Repeat the listing below verbatim, from its first line up to and including the line with "point(69, 78)".

══ Items

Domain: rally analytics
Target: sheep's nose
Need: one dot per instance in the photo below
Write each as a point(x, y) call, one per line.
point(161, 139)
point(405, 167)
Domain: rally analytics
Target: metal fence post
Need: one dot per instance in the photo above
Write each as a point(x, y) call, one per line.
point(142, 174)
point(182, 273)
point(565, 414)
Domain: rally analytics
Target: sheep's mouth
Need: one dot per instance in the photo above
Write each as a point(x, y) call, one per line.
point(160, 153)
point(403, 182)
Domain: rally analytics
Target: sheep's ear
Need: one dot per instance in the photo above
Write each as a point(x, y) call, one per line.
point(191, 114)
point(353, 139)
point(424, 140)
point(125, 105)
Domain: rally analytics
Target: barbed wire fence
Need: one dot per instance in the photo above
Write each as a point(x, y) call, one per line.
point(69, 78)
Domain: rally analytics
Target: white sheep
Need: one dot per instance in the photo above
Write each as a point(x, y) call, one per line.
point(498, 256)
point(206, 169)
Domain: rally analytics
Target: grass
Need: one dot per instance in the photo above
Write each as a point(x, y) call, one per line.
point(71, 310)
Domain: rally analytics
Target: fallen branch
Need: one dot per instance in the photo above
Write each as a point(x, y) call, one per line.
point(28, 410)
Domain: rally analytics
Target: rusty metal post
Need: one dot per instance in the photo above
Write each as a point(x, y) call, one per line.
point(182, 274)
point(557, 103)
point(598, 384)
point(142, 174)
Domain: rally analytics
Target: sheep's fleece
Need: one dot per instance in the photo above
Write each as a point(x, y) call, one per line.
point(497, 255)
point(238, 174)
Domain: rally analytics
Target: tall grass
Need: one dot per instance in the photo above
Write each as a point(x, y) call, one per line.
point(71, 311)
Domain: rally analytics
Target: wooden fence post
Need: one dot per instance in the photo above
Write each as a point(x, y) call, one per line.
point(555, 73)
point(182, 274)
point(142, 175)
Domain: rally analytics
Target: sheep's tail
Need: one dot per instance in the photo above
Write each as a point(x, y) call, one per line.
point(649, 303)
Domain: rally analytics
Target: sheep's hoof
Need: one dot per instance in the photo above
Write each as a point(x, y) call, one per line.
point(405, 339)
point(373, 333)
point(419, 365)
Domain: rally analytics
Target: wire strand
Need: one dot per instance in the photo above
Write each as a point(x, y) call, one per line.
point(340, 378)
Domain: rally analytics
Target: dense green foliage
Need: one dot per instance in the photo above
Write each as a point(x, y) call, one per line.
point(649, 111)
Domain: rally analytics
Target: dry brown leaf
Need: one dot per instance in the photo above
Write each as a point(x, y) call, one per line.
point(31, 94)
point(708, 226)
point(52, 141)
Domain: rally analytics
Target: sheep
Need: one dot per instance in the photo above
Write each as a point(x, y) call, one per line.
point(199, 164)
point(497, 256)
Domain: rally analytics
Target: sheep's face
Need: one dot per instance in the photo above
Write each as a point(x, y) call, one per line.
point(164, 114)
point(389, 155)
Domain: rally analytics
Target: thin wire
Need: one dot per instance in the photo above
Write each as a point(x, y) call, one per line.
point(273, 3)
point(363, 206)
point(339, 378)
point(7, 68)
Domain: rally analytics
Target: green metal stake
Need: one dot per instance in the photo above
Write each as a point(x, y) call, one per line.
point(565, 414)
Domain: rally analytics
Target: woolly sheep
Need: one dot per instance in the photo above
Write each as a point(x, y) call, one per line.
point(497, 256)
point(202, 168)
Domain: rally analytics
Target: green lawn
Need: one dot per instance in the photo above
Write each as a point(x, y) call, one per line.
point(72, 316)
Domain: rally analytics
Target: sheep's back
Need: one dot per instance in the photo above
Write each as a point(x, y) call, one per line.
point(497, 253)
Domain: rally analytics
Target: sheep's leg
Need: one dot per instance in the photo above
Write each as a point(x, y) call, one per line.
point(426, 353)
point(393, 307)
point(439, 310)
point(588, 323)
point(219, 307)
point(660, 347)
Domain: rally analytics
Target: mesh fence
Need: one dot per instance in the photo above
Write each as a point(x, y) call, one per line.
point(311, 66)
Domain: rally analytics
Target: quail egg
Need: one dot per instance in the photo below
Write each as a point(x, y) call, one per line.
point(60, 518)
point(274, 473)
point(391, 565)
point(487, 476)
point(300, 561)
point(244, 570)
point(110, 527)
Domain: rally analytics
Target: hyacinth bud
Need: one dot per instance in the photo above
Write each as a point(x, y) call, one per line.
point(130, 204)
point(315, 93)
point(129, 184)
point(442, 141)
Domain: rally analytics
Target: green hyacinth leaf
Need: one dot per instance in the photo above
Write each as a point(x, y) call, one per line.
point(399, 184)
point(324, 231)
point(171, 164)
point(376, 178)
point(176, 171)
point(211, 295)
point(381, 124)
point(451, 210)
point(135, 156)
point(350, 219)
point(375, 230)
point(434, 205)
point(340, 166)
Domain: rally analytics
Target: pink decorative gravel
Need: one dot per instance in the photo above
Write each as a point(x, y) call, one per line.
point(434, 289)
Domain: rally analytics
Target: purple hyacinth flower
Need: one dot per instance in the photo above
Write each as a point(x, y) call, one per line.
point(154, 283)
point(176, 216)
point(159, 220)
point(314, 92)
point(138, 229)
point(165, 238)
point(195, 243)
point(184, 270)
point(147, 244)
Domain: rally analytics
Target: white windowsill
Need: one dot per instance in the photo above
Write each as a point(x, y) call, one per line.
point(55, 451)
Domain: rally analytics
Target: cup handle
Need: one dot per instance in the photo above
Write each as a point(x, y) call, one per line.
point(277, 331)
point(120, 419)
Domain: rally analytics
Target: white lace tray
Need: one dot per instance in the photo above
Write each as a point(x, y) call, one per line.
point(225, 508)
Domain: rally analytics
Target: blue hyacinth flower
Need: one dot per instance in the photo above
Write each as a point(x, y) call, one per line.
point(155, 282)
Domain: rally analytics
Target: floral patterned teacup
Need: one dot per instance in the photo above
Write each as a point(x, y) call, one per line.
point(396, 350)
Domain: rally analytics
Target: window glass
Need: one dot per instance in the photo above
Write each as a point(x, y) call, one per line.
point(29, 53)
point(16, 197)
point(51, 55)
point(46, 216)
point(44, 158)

════

Completed task ::
Domain: rally analytics
Target: sheep's nose
Need: one dot per instance in the photo below
Write each as a point(x, y) call, one per line.
point(161, 139)
point(405, 167)
Domain: rally analytics
Target: metal fence post
Need: one dot per instance in the photo above
Write each as a point(x, y) call, one per line.
point(142, 174)
point(182, 273)
point(565, 414)
Domain: rally analytics
Target: sheep's mouth
Need: one dot per instance in the photo above
Write each as a point(x, y) call, one per line.
point(160, 153)
point(403, 182)
Domain: rally analytics
Target: sheep's ear
Need: one dot per instance in the photo above
Write each as a point(x, y) call, one per line.
point(191, 114)
point(353, 139)
point(424, 140)
point(125, 105)
Domain: rally analytics
Target: barbed wire fence
Need: one dot per instance in the photo above
Write each as a point(x, y) call, one per line.
point(69, 78)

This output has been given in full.